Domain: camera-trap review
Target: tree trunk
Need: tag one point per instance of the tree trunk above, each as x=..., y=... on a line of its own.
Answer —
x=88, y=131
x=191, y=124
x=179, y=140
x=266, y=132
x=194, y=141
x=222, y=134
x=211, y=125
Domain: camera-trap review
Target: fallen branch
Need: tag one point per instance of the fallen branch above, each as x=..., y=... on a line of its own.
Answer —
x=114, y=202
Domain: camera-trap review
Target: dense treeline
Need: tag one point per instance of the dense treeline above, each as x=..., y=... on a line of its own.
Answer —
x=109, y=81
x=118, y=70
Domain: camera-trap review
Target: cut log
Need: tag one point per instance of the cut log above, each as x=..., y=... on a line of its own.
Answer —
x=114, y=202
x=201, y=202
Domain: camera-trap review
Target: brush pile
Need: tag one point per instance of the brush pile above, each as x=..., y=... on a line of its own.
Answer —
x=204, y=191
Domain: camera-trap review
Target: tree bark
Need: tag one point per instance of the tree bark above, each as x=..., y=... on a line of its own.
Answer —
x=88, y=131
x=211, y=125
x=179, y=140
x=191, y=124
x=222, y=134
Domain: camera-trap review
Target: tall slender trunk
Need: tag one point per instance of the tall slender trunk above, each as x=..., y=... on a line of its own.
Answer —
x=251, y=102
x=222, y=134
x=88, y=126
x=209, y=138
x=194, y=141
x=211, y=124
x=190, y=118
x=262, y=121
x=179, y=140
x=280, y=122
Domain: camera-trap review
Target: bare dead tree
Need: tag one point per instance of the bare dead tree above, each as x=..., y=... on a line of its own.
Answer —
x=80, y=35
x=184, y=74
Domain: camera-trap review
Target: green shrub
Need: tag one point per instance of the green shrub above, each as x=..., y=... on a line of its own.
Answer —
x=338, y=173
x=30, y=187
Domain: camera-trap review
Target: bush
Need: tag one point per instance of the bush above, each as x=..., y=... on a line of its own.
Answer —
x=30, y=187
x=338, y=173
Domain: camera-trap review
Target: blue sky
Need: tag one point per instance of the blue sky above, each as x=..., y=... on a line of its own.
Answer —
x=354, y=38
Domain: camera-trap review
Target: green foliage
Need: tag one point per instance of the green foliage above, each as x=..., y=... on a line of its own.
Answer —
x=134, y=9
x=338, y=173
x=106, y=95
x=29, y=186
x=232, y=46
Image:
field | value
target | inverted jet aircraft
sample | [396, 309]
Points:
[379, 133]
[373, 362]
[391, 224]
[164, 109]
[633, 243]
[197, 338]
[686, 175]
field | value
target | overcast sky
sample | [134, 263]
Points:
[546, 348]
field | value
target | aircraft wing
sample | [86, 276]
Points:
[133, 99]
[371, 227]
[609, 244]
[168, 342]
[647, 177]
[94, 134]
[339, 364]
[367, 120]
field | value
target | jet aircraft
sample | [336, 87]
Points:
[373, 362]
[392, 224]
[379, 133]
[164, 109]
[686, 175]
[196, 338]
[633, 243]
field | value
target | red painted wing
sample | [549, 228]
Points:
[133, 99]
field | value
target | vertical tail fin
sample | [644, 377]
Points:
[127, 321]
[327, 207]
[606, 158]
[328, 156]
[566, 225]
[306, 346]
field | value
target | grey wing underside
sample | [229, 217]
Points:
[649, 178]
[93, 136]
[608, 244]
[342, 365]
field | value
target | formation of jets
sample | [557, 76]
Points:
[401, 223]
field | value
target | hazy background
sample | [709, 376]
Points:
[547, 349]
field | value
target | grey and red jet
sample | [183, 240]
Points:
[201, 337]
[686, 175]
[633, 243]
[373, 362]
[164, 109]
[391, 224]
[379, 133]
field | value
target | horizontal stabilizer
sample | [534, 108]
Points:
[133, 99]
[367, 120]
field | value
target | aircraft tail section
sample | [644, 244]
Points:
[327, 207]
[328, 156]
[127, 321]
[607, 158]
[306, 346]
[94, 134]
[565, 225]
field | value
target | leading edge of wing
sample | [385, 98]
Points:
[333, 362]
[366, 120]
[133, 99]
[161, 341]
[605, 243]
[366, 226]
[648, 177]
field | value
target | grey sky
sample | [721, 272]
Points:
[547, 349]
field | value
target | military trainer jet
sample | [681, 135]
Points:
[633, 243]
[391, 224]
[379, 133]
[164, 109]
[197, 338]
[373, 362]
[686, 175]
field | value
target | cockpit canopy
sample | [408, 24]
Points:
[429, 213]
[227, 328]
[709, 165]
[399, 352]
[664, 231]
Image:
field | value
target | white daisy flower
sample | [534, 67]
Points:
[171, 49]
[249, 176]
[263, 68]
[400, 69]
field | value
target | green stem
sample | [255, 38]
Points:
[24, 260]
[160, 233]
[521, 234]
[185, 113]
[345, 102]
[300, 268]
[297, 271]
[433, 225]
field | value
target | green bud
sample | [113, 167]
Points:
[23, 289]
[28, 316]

::::::::::

Given exercise:
Change each "camera-trap review" in the records above to "trail-camera audit", then write out all the records again with nothing else altered.

Correct response:
Domain: trail-camera audit
Target: tree trunk
Need: tag one point per instance of the tree trunk above, each as x=..., y=... on a line of its own.
Answer —
x=88, y=131
x=191, y=124
x=179, y=140
x=266, y=132
x=194, y=141
x=222, y=134
x=211, y=125
Domain: trail-camera audit
Target: fallen branch
Need: tag one point per instance of the fallen branch above, each as x=..., y=... on a line of its own.
Answer —
x=114, y=202
Domain: trail-camera audit
Target: dense treeline
Need: tag one point per instance of the dense treeline above, each as x=..., y=... on a line of its own.
Answer —
x=109, y=81
x=118, y=70
Domain: trail-camera audit
Target: cut log
Need: tag one point per instance of the cut log above, each as x=..., y=... on a line of its own.
Answer —
x=114, y=202
x=201, y=202
Domain: trail-camera audit
Target: brush pile
Need: tag one point per instance of the brush pile above, each as x=..., y=... on a line of its own.
Answer —
x=204, y=191
Domain: trail-camera audit
Target: tree bark
Need: tag one point per instance of the tree bark above, each as x=..., y=... on a line of its own.
Answer —
x=88, y=131
x=211, y=125
x=179, y=140
x=191, y=124
x=222, y=134
Domain: trail-camera audit
Target: tall slender trunk
Need: tag one point per instance of the tall slender trunk above, each as x=..., y=... on a line of its own.
Answer —
x=251, y=102
x=222, y=134
x=88, y=126
x=209, y=138
x=194, y=141
x=211, y=124
x=190, y=118
x=262, y=121
x=179, y=140
x=280, y=122
Domain: trail-camera audit
Target: bare dead tree
Need: tag one point per instance of the bare dead tree above, each as x=..., y=... on a line of its own.
Answer —
x=80, y=35
x=184, y=74
Domain: trail-camera audit
Target: green shrub
Need: tag one point per instance of the green shrub above, each as x=..., y=... on a line of its own.
Answer —
x=338, y=173
x=30, y=187
Domain: trail-camera audit
Target: bush
Need: tag one point per instance of the bush above, each as x=..., y=... on a line of its own.
Answer —
x=30, y=187
x=338, y=173
Domain: trail-camera audit
Target: blue sky
Need: tag one point per instance of the blue sky above, each as x=..., y=... on a line of its own.
Answer —
x=354, y=38
Domain: trail-camera audit
Target: green foliage
Need: tag one point per instance of the green foliage above, each as x=..., y=... on a line of its own.
Answer —
x=134, y=9
x=338, y=173
x=106, y=95
x=29, y=186
x=232, y=46
Image:
field | value
target | inverted jet aircraft
sample | [396, 309]
Points:
[379, 133]
[373, 362]
[391, 224]
[164, 109]
[633, 243]
[197, 338]
[686, 175]
field | value
target | overcast sky
sample | [134, 263]
Points:
[546, 348]
field | value
target | aircraft wing
sample | [86, 276]
Points:
[133, 99]
[371, 227]
[609, 244]
[168, 342]
[647, 177]
[94, 134]
[339, 364]
[367, 120]
field | value
target | jet aircraft
sample | [336, 87]
Points:
[373, 362]
[392, 224]
[379, 133]
[164, 109]
[686, 175]
[196, 338]
[633, 243]
field | value
target | red painted wing
sample | [549, 228]
Points:
[133, 99]
field | value
target | vertical tail fin
sample | [644, 377]
Points:
[127, 321]
[327, 207]
[606, 158]
[328, 156]
[566, 225]
[306, 346]
field | value
target | grey wing underside
sample | [229, 217]
Points:
[649, 178]
[93, 136]
[608, 244]
[342, 365]
field | value
target | formation of jets
sample | [557, 76]
Points:
[401, 223]
field | value
target | hazy background
sample | [709, 376]
Points:
[547, 349]
field | value
target | grey and red jet
sample | [183, 240]
Points:
[201, 337]
[686, 175]
[633, 243]
[373, 362]
[164, 109]
[391, 224]
[379, 133]
field | value
target | horizontal stabilizer
sample | [534, 108]
Points:
[133, 99]
[367, 120]
field | value
target | aircraft tail section
sample | [644, 244]
Points:
[327, 207]
[328, 156]
[127, 321]
[607, 158]
[306, 346]
[94, 134]
[565, 225]
field | value
target | leading edge of wing
sample | [385, 98]
Points:
[333, 362]
[366, 120]
[133, 99]
[161, 341]
[605, 243]
[366, 226]
[648, 177]
field | value
target | grey sky
sample | [721, 272]
Points:
[547, 349]
field | value
target | military trainer jet
sample | [681, 135]
Points:
[633, 243]
[391, 224]
[379, 133]
[164, 109]
[197, 338]
[373, 362]
[686, 175]
field | value
target | cockpit canopy
sample | [408, 24]
Points:
[429, 213]
[227, 328]
[709, 165]
[399, 352]
[664, 231]
Image:
field | value
target | white daisy flower
sample | [534, 67]
Points:
[171, 49]
[249, 176]
[263, 68]
[400, 69]
field | value
target | green stem
sample | [255, 38]
Points:
[24, 260]
[160, 233]
[521, 234]
[185, 113]
[345, 102]
[300, 268]
[297, 271]
[433, 225]
field | value
target | green bud
sample | [113, 167]
Points:
[23, 289]
[28, 316]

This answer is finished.